▸ Natural language region descriptions
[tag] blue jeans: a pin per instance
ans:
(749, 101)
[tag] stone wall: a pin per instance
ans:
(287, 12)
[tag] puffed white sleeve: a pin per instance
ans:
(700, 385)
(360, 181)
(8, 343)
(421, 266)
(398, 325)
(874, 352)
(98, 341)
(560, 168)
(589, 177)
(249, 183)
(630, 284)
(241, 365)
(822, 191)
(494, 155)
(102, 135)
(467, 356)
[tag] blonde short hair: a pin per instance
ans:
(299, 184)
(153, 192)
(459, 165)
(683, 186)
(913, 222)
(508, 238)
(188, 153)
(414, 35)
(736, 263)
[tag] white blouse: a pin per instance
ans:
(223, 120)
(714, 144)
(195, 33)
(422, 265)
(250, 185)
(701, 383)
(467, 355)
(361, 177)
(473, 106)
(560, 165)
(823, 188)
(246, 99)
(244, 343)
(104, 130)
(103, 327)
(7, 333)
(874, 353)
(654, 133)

▸ Problem details
Which lines run from the one containing "[tag] puffed white sleeve: a pin per instance" to the end of the entries above? Print them exactly, both ends included, and nothing else.

▸ Solution to the problem
[tag] puffed white sleeve: a pin per instance
ans:
(700, 385)
(360, 181)
(8, 343)
(421, 266)
(398, 325)
(874, 352)
(98, 341)
(560, 168)
(589, 177)
(249, 183)
(630, 284)
(241, 365)
(822, 191)
(494, 155)
(102, 135)
(467, 356)
[tag] blonde short hair: a pin per instance
ans:
(299, 184)
(153, 192)
(459, 165)
(683, 186)
(913, 222)
(508, 238)
(188, 153)
(414, 35)
(736, 263)
[tag] white blouse: a pin per instance
ans:
(223, 120)
(714, 144)
(195, 33)
(422, 265)
(250, 185)
(701, 383)
(467, 355)
(361, 177)
(473, 106)
(560, 165)
(823, 188)
(246, 99)
(244, 343)
(104, 130)
(103, 327)
(7, 333)
(874, 353)
(654, 133)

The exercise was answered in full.